(YOUR TASK) Reproduce the data below word for word, keeping every line, character, and space unchanged.
--- start RECORDS FOR THE EXERCISE ---
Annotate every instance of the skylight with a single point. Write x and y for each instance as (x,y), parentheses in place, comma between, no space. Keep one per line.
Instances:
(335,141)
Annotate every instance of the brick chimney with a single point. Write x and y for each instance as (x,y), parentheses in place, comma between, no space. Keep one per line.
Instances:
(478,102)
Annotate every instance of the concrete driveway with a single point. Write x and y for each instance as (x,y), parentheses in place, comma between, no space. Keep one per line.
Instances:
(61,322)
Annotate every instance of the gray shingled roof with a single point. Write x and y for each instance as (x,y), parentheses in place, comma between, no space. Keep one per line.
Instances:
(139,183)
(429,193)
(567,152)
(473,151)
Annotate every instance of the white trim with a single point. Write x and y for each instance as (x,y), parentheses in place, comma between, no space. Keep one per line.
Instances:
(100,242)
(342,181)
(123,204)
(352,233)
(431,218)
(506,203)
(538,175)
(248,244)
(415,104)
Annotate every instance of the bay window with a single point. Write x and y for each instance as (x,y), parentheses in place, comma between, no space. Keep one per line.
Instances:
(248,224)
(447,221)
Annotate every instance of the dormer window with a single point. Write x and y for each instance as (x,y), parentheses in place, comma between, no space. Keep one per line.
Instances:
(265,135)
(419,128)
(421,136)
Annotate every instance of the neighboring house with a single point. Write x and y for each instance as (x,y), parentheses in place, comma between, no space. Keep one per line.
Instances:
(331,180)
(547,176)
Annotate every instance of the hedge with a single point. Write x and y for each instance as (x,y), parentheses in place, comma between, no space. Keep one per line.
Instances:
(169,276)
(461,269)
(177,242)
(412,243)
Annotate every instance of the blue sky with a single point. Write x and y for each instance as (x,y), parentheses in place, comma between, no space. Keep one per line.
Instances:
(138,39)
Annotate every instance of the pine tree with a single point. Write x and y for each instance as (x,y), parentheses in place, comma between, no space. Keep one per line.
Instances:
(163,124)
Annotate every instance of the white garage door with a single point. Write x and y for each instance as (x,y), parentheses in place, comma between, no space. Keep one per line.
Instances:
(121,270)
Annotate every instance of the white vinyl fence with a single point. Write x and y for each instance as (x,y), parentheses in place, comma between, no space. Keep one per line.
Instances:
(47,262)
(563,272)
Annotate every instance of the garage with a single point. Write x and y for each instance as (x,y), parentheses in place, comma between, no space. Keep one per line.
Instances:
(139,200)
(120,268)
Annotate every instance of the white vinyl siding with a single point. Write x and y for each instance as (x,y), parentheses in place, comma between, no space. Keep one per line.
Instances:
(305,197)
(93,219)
--- end RECORDS FOR THE EXERCISE ---
(OUTPUT FOR THIS EXERCISE)
Annotate every instance of the skylight with a single point. Write x and y for each instance as (x,y), parentheses in place, comma between, no space. Keep one per line.
Instances:
(335,141)
Annotate every instance of the brick chimney with a single point. Write x and y for each instance as (x,y), parentheses in place, comma between, no space. Keep one per line.
Instances:
(478,102)
Annotate every instance of the concrete driveway with a single point. Write x and y for each instance as (x,y), parentheses in place, comma between, no space. Keep one per line.
Instances:
(61,322)
Annotate every instance of the gray shingled roof with a single point. Write x and y for each instance as (x,y), parentheses in place, comma between, no space. Keep one per line.
Instances:
(139,183)
(429,193)
(567,152)
(473,151)
Annotate every instance of the white trim with a single point. Write x and y for each instance as (x,y), parentheses in place, comma between, no space. Keep one per line.
Instances:
(100,242)
(342,181)
(123,204)
(352,233)
(431,218)
(506,203)
(538,175)
(248,244)
(415,104)
Annotate every instance of the bay window with a single point. Write x and y for each instance as (x,y), parentheses in place, comma between, no space. Keep one per line.
Instances:
(248,224)
(447,221)
Annotate every instance of the dormer window with a single point. Write x and y for each instance as (x,y), parentheses in place, comma between, no space. Keep one per line.
Instances:
(265,135)
(419,128)
(421,136)
Annotate every instance of the neighboring house with a single point. Write x and y for each instance as (x,y), parentheses in place, comma between, no space. Keep one per line.
Instances:
(331,180)
(547,176)
Annotate every instance of the hedge with a single point. Write x and y for each instance as (x,y), parentheses in place, comma between, no space. Keep one per line.
Instances:
(169,276)
(461,269)
(177,242)
(412,243)
Annotate every instance of the blue sky with a single point. Write x and y for each instance as (x,y), parentheses in place, comma between, no space. Keep one per line.
Instances:
(138,39)
Annotate every instance of the pine tree with a single point. Write x and y for each instance as (x,y), parentheses in place, comma between, no space. Keep one per line.
Instances:
(163,124)
Annotate every instance of the white garage door with a single point. Write x and y for each instance as (x,y), parentheses in place, comma between, no space. Keep one per line.
Instances:
(121,270)
Annotate every instance of the white vinyl fence with a single point. Write x and y for each instance as (x,y), parentheses in place, comma between, no space. Keep one per line.
Instances:
(47,262)
(563,272)
Annotate every instance of the garage with a single point. Write x and y for each instance as (x,y), parentheses in place, comma between, no space. Keep one per line.
Instances:
(139,200)
(120,268)
Annotate every instance of the white vinyl siding with a single point. Write x and y for each instance as (x,y), parentheses in place, comma between, no space. Keep one per line.
Instances:
(305,197)
(93,219)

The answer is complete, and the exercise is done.